▶ [Your task] In the listing below, print exactly the lines between the line holding "Target: rear wing" and the line holding "Target: slick racing tyre", inclusive, and no more.
Start of Records provided
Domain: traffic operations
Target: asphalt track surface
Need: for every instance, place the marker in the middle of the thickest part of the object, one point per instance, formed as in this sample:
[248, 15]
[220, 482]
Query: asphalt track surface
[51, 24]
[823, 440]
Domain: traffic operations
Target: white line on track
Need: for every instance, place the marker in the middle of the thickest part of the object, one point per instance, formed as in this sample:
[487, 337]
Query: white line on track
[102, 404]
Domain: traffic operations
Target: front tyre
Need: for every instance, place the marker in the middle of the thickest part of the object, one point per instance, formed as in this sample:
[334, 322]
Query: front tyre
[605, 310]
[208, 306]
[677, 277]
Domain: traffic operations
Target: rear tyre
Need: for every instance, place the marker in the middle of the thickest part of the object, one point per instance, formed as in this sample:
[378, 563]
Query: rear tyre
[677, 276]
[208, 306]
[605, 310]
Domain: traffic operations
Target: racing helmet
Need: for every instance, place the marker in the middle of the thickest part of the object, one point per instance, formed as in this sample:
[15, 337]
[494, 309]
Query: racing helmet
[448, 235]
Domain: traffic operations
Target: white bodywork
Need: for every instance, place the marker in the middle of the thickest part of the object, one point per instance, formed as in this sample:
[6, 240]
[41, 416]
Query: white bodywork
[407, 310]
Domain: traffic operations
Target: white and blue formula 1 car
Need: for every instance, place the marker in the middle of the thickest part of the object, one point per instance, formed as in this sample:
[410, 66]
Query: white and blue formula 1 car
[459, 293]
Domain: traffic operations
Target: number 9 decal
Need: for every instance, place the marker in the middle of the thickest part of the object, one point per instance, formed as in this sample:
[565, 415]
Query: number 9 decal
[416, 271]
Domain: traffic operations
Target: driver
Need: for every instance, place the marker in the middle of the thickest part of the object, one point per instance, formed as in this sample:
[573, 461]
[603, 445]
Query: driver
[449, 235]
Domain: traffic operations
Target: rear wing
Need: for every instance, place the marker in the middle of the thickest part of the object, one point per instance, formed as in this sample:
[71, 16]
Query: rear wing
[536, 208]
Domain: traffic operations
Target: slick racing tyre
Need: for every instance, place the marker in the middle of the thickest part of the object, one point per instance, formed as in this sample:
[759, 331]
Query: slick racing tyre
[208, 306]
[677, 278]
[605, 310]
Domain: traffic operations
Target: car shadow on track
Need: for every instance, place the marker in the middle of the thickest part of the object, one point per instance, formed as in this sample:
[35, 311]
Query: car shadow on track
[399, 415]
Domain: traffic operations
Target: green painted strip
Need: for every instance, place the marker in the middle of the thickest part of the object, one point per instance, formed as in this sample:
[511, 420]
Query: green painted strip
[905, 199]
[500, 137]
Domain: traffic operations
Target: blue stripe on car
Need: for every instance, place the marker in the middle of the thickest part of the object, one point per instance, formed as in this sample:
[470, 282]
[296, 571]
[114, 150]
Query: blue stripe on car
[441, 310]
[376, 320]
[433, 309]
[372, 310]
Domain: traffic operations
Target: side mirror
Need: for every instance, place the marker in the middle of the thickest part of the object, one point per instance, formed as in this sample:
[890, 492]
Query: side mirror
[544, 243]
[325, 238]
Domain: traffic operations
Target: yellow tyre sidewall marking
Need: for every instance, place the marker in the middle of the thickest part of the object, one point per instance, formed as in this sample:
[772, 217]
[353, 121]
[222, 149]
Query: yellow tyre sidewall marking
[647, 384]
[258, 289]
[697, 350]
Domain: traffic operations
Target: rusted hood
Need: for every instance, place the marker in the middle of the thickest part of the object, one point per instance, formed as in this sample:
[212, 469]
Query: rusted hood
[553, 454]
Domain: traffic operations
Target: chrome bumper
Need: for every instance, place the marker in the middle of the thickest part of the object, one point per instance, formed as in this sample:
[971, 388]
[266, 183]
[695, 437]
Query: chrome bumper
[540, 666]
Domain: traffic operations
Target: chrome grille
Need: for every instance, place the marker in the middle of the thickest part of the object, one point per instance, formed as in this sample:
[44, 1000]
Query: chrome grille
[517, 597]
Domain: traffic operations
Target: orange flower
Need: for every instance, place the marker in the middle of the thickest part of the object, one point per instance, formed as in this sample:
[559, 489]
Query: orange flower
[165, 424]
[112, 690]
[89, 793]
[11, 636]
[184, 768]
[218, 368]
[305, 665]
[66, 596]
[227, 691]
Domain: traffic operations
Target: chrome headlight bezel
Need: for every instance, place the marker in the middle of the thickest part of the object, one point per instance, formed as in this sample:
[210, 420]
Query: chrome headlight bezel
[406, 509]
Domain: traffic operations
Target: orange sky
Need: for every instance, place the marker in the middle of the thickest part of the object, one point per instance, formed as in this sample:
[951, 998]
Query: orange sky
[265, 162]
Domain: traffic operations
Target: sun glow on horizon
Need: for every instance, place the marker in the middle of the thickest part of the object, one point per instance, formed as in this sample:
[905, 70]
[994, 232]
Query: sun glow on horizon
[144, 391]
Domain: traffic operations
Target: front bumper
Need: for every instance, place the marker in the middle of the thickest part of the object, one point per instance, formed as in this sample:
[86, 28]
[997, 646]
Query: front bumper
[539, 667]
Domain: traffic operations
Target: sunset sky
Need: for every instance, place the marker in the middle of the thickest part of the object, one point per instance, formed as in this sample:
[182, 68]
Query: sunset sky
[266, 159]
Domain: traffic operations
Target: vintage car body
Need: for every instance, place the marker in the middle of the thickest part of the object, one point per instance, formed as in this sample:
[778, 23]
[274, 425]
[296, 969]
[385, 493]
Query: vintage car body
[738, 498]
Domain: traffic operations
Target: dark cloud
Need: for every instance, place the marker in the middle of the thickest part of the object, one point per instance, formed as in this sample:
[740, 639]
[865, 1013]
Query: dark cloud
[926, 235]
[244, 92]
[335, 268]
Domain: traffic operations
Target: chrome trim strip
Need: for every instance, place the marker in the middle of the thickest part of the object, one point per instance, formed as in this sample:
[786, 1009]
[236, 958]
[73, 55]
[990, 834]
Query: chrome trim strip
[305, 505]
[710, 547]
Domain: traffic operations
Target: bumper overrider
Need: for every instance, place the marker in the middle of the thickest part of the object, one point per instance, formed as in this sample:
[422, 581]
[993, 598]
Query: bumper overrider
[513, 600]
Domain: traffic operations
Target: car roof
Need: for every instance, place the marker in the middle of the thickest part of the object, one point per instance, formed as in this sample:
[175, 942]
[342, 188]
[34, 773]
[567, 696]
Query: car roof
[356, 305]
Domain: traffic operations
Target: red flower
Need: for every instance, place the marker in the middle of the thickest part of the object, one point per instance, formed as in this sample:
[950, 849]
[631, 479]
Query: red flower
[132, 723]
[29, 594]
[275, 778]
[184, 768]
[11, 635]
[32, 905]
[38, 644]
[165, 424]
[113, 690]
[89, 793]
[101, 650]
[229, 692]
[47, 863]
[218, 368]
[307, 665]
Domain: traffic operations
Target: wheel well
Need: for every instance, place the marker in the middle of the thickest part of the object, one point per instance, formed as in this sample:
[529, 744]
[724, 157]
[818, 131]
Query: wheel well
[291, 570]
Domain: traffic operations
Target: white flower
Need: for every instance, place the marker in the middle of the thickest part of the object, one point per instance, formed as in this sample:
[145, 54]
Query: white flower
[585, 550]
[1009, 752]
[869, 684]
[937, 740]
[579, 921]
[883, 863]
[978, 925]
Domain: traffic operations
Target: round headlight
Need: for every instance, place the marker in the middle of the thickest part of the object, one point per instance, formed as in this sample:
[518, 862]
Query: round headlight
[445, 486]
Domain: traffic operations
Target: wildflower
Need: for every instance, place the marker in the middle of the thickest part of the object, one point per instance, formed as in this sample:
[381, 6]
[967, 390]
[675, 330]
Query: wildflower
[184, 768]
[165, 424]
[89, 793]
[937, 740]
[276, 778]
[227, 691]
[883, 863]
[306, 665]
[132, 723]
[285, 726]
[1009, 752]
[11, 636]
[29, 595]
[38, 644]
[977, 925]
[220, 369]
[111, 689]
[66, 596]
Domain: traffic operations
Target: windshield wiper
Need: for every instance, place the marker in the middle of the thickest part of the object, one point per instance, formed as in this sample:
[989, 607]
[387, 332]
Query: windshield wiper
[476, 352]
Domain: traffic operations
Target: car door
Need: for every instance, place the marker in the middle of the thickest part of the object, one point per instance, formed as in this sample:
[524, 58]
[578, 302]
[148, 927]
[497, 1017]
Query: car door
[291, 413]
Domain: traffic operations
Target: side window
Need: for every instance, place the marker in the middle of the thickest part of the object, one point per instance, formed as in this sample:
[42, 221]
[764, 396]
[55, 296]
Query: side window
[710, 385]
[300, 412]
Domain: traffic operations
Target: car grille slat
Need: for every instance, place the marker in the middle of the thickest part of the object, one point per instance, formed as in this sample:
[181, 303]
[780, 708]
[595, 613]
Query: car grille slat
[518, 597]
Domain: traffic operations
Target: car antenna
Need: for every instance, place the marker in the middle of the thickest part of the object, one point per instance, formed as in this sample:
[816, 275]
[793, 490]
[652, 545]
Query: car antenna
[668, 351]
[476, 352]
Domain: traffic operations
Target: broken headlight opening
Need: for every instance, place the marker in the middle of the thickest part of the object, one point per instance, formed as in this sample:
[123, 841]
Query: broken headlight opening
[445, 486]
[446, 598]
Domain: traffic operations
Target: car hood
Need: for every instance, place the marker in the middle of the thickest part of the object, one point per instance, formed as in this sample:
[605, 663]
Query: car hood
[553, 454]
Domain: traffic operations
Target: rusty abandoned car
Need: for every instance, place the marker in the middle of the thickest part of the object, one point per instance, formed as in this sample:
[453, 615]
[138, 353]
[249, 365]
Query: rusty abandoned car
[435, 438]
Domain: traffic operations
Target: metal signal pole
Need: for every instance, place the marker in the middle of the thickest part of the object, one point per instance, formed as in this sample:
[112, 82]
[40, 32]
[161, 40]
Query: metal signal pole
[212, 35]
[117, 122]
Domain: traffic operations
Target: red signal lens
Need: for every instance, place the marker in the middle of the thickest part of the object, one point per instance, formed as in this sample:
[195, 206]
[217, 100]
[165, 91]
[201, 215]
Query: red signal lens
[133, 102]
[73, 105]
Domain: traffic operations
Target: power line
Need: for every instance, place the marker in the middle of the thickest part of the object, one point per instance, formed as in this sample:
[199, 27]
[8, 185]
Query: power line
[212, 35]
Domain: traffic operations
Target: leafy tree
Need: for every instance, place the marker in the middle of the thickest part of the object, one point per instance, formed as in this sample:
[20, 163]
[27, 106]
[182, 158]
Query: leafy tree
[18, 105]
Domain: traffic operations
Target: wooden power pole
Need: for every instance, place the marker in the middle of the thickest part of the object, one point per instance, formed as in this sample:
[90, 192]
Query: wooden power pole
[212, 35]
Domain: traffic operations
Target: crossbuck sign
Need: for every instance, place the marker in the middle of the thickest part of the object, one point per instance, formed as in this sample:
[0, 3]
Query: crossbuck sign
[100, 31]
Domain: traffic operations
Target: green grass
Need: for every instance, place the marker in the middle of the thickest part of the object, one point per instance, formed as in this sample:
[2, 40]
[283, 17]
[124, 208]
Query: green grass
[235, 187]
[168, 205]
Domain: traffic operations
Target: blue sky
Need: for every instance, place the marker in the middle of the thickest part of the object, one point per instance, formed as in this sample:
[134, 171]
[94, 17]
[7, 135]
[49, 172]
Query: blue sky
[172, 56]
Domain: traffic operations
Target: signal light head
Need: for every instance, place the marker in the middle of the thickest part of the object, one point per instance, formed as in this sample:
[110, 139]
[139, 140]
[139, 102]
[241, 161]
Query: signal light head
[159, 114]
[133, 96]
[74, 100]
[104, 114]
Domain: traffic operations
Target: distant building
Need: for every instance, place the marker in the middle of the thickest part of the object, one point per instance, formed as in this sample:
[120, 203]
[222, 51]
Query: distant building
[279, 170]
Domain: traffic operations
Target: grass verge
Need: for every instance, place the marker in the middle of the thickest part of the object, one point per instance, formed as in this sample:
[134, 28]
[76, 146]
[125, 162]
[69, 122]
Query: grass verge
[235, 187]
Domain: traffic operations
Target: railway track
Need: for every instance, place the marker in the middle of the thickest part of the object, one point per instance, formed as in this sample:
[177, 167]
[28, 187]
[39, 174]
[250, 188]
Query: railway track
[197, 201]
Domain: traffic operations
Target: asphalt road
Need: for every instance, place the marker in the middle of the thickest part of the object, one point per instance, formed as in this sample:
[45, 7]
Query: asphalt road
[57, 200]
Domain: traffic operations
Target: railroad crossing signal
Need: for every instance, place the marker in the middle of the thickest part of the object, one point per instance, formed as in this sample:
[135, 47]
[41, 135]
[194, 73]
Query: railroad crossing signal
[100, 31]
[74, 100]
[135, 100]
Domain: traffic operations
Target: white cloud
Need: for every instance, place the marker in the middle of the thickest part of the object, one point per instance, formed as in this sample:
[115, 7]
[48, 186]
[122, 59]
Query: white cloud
End of Records provided
▶ [Result of the exercise]
Target: rear wing
Need: for every instance, place the marker in the middle of the thickest part of the object, one point per instance, formed as in this sample:
[71, 16]
Query: rear wing
[536, 208]
Domain: traffic operations
Target: slick racing tyre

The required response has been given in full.